Streetwise
Lauren Rudd
Sunday, October 4,
2009
Am I Getting Too Old and Soft
Could it be that I am getting too old and soft to deal with
Wall Street? I admit that the world of professional trading and investing has
never been a walk in the park. Greed and one-upmanship are part and parcel of
the investment world.
However, when you read heart wrenching accounts of the
desolation on Main Street wrought by Wall Street, followed by advertisements for
private jet ownership — it does give one reason for pause.
Meanwhile, October is upon us once again, that time of the
year when trees display their fall colors and pumpkins debut as pumpkin pie. It
is also the most dreaded month in the annals of investing, the month of black
Mondays.
Does October really deserve its rotten reputation? There is
some justification for the bad rap, especially if you take into account the
debacle of October 1929. More recent, but still only history book material for
most of those currently working (or laid off) on Wall Street today, is the
decline on October 19, 1987 that sent the Dow down 23 percent or 508 points and
resulted in the initiation of this column. Of course we cannot forget the
relatively minor “October massacres” of 1978, 1979, 1989 and 1997.
Nonetheless, you should probably view October’s overall
reputation in the same light as those ghosts and goblins that will come knocking
on your door on Halloween. Wall Street is an inherently forward-looking animal.
In economics we call it a leading indicator and right now the markets are
pointing towards better times and an improving economy.
What is crucial is whether there is a connection between what
happened in 1987 and what happened a year ago. It appears there are some
unfortunate but definite parallels. Let me summarize it for you in two
words...leverage and greed.
What had been hoped for was that if 1987 did not teach
politicians the need for initiating a new era of discipline within the financial
markets, then 2008 certainly would. At this point you are probably either crying
or laughing.
Barely a year after one of the worst crises in all of
financial history, we have, as Newsweek Magazine so ably pointed out, returned
to the Gilded Age of the late 19th century — or more specifically the time when
bankers came close to ruling America.

:: Material shown ::
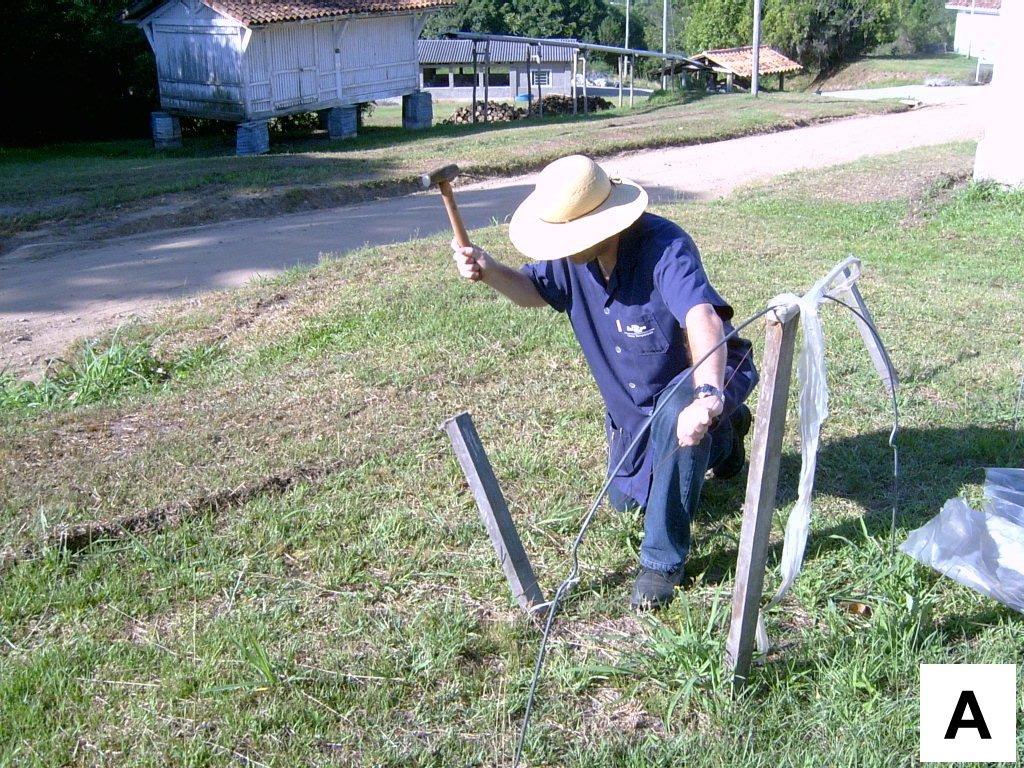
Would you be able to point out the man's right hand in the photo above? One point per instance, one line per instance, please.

--

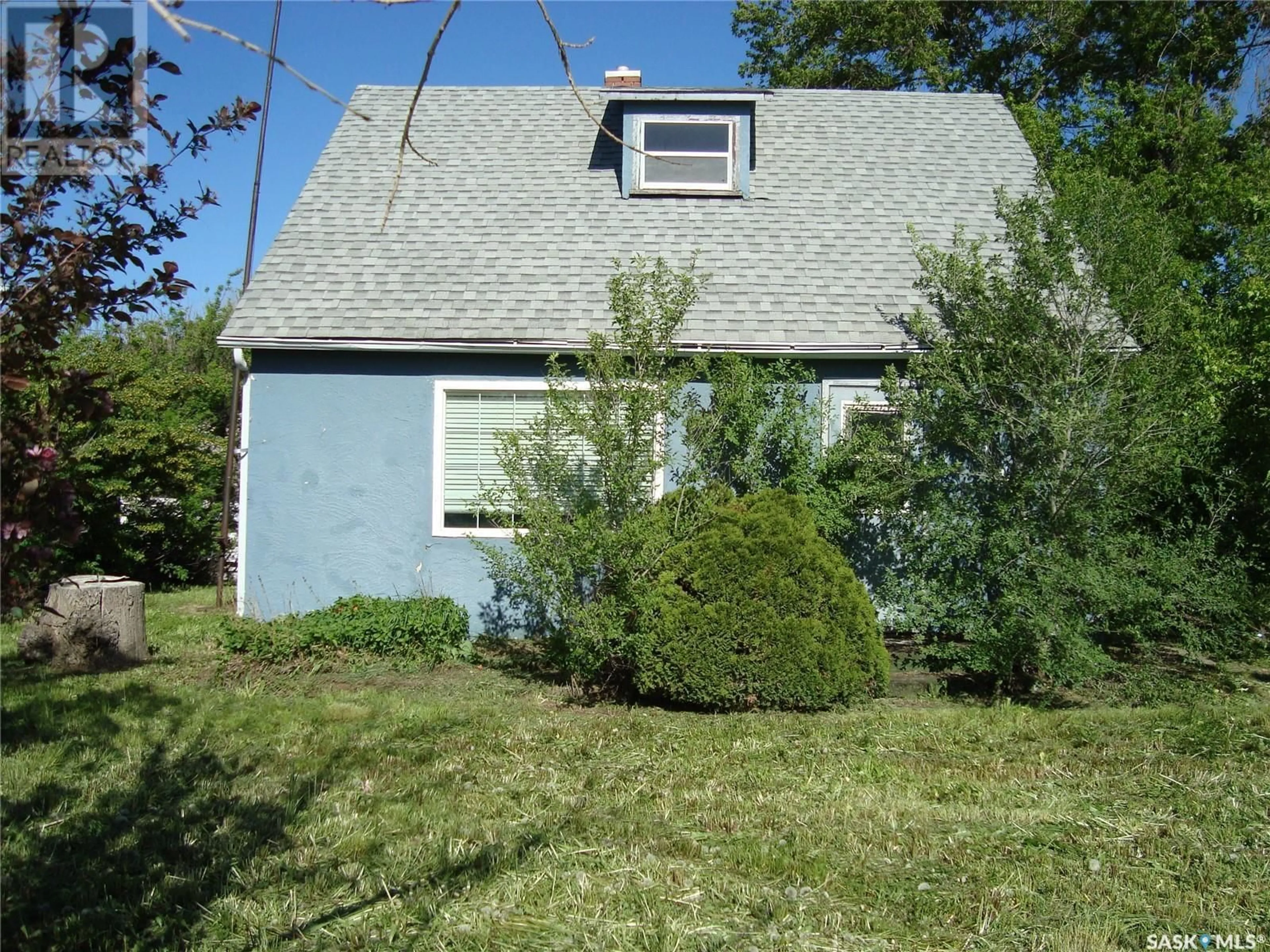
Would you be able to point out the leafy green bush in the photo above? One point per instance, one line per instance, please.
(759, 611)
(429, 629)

--

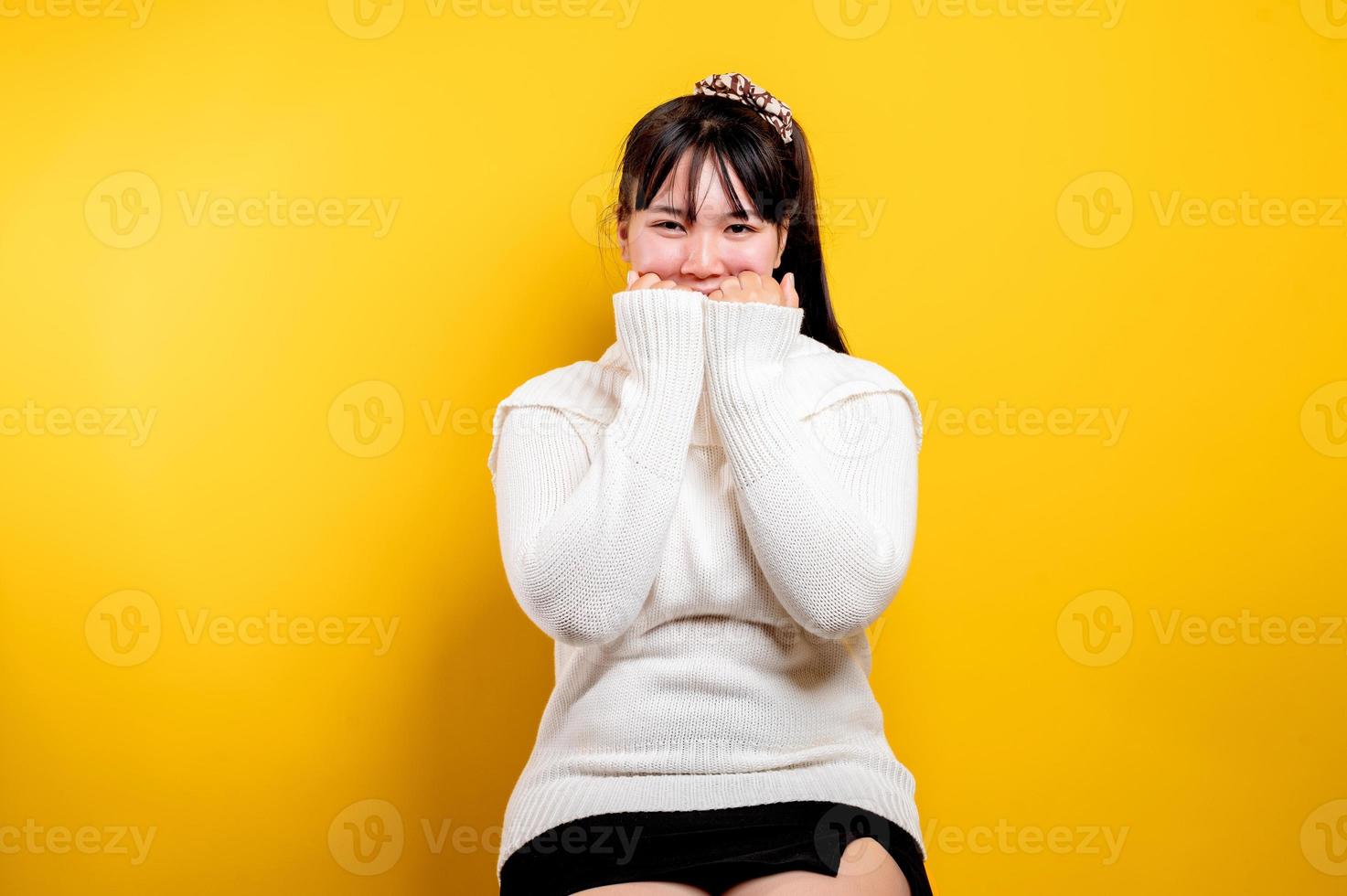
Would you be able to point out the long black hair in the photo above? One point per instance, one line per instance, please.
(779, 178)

:: Exercises to complete ::
**1.** According to the column on October and Wall Street, how far did the Dow drop on October 19, 1987?
**2.** In the column on October and Wall Street, revise the part that opens with the words containing "Nonetheless, you should" and closes with "words...leverage and greed.", putting "All Hallows' Eve" in place of "Halloween".
**3.** Carry the column on October and Wall Street further from its last sentence.
The material has no connection to the column on October and Wall Street.

:: Written answers ::
**1.** It dropped 23 percent, or 508 points.

**2.**
Nonetheless, you should probably view October’s overall
reputation in the same light as those ghosts and goblins that will come knocking
on your door on All Hallows' Eve. Wall Street is an inherently forward-looking animal.
In economics we call it a leading indicator and right now the markets are
pointing towards better times and an improving economy.
What is crucial is whether there is a connection between what
happened in 1987 and what happened a year ago. It appears there are some
unfortunate but definite parallels. Let me summarize it for you in two
words...leverage and greed.

**3.**
A few Wall Street giants, led by none other than JPMorgan,
are back to making serious money and paying million-dollar bonuses. Meanwhile,
every month hundreds of thousands of ordinary Americans face foreclosure or
unemployment because of a crisis caused by a few Wall Street giants.
What is so unfair is that there is one law for the small
debtors and another for big ones. If you lose your job and fall behind on your
mortgage payment, the bank takes your home. Meanwhile, Citigroup can lose $27.7
billion (as it did last year) and the federal government hands over $45 billion
of taxpayer dollars.
A hundred years ago, people angrily compared the House of
Rothschild to a giant octopus with its tentacles wrapped around the U.S.
economy. Today Goldman Sachs is likened to a "great vampire squid."
We are currently faced with a regulation charade. What is
needed is a serious application of antitrust law to the financial-services
sector. The government needs to clarify that federal insurance applies only to
bank deposits. If a bank or other financial institution goes bankrupt, the
creditors should take the hit, not the taxpayers.
So where are we today, or more specifically, what actions
should you be taking in terms of your portfolio. The most important point is not
to be unduly swayed by the negativism that currently surrounds the financial
markets.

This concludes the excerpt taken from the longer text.